[BEGIN]
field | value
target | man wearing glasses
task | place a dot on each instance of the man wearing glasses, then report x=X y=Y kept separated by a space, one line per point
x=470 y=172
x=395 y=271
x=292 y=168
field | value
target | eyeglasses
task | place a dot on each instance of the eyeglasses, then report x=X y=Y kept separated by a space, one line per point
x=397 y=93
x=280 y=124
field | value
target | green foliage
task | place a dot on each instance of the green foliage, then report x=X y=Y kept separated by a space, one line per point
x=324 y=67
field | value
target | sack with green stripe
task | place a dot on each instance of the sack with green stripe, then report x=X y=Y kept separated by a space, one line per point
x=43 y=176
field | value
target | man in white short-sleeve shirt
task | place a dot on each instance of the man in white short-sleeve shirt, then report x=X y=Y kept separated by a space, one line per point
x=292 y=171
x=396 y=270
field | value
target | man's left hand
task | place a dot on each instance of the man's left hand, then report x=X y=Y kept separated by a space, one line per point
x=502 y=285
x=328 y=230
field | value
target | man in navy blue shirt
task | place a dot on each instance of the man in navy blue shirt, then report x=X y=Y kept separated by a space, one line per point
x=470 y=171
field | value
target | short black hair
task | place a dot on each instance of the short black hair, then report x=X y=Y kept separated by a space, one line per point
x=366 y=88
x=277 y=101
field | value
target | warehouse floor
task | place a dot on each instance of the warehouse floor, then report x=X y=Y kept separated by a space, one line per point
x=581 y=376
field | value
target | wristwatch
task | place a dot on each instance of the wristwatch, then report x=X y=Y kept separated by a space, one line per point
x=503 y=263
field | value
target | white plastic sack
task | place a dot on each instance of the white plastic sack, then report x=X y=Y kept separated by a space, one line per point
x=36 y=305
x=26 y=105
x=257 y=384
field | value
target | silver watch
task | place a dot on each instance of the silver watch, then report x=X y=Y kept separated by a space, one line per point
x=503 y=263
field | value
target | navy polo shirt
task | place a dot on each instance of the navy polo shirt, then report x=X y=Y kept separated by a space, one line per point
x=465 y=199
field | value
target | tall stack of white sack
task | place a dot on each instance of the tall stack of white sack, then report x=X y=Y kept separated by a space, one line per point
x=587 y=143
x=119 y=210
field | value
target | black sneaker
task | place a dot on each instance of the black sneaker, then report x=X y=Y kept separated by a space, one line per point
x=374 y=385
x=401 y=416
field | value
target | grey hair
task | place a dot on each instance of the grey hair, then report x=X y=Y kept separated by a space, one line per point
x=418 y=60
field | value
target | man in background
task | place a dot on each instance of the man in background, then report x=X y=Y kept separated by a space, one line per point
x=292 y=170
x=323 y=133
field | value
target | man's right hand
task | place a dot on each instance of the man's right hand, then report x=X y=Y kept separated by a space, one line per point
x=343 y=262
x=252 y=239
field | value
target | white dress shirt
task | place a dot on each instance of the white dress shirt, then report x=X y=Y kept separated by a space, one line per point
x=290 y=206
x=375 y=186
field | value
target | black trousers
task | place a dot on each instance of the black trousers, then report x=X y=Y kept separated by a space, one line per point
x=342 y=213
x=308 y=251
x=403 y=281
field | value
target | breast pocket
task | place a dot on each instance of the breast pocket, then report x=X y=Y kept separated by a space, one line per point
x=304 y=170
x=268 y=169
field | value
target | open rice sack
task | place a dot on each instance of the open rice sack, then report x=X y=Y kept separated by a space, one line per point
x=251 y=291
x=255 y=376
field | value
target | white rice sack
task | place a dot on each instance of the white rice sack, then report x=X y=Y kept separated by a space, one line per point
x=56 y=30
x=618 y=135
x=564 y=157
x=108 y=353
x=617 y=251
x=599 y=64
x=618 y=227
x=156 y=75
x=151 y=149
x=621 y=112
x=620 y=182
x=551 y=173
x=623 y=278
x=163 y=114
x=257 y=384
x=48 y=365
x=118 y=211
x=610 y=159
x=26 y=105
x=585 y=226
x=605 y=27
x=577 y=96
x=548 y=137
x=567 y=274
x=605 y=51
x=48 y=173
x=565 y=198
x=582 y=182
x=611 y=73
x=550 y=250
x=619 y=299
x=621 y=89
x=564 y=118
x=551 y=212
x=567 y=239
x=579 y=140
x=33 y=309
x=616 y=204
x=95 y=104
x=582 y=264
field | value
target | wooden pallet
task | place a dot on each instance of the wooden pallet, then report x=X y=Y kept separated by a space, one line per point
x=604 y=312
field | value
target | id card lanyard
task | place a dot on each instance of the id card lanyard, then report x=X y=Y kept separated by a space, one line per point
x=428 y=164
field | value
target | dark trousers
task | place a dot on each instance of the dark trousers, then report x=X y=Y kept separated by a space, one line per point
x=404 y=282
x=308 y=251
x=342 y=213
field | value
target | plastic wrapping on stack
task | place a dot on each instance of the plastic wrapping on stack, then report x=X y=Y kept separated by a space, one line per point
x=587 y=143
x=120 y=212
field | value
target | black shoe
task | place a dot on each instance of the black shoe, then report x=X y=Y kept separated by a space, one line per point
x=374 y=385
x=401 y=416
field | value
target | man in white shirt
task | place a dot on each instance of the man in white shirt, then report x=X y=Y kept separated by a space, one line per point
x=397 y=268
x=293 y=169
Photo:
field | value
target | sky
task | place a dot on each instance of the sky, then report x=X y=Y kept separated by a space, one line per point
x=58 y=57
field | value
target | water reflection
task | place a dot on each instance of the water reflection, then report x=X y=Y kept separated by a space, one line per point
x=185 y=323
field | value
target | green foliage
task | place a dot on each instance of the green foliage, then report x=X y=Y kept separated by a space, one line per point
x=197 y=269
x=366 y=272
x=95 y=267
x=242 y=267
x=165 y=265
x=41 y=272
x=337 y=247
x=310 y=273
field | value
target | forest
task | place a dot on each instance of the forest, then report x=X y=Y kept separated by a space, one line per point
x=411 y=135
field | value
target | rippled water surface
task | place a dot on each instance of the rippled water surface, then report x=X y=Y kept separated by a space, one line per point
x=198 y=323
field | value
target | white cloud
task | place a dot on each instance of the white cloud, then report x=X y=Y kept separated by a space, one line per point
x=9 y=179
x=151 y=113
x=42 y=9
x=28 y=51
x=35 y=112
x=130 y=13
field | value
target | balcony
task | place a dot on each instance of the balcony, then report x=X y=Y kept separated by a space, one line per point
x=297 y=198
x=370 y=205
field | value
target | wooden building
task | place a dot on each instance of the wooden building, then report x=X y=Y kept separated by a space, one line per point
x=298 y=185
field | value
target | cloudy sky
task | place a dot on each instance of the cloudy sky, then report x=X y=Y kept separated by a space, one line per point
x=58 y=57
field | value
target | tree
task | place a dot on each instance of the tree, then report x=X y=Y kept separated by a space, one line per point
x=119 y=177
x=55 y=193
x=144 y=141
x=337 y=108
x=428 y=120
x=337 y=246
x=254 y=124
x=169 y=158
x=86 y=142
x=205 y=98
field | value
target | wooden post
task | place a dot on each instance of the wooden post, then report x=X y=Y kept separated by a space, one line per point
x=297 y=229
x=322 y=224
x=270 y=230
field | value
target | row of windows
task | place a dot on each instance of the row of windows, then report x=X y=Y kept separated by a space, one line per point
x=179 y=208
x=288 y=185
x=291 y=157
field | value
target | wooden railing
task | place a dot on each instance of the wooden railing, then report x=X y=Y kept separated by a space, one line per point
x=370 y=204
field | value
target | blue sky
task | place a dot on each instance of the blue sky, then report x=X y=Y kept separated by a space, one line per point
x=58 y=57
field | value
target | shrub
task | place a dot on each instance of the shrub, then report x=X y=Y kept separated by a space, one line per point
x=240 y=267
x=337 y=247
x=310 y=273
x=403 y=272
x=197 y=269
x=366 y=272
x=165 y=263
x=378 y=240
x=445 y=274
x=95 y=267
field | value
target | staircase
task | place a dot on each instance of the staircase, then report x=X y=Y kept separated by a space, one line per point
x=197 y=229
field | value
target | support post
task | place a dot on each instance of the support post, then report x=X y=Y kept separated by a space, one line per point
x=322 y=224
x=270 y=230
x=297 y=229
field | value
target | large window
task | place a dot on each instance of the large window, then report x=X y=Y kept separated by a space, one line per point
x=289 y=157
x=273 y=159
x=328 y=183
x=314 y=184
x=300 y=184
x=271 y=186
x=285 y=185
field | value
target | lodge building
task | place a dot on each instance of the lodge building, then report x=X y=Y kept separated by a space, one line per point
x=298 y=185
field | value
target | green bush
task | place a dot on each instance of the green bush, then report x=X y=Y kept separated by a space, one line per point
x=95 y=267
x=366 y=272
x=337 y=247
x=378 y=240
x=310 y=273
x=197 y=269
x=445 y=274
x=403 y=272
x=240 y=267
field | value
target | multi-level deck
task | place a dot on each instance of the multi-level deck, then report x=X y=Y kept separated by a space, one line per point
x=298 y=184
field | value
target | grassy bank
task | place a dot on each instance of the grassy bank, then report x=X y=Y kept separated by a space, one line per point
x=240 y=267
[END]
Rewrite the data from its first line through the line that contains "x=328 y=230", changing "place a dot on" to "put a point on" and keeping everything else the same. Give only those lines.

field | value
target | man wearing glasses
task | put a point on each instance of the man wearing glasses, then report x=X y=Y kept separated by a space, one line per point
x=470 y=172
x=395 y=271
x=292 y=168
field | value
target | eyeglasses
task | put a point on each instance of the eyeglasses, then report x=X y=Y kept separated by a space, one line per point
x=397 y=93
x=280 y=124
field | value
target | green foliage
task | put a point on each instance of the green foliage, then report x=X y=Y kept separated by a space, one line per point
x=324 y=67
field | value
target | sack with green stripe
task | put a point on each instance of the sack with green stripe, then report x=X y=Y kept separated by a space, one line per point
x=43 y=176
field | value
target | man in white short-sleeve shirt
task | put a point on each instance of the man in white short-sleeve shirt, then report x=X y=Y kept separated by a space, one line per point
x=292 y=171
x=396 y=270
field | value
target | man's left hand
task | put a point on each instance of the man's left hand, then report x=X y=Y kept separated by a space, one line per point
x=502 y=285
x=328 y=230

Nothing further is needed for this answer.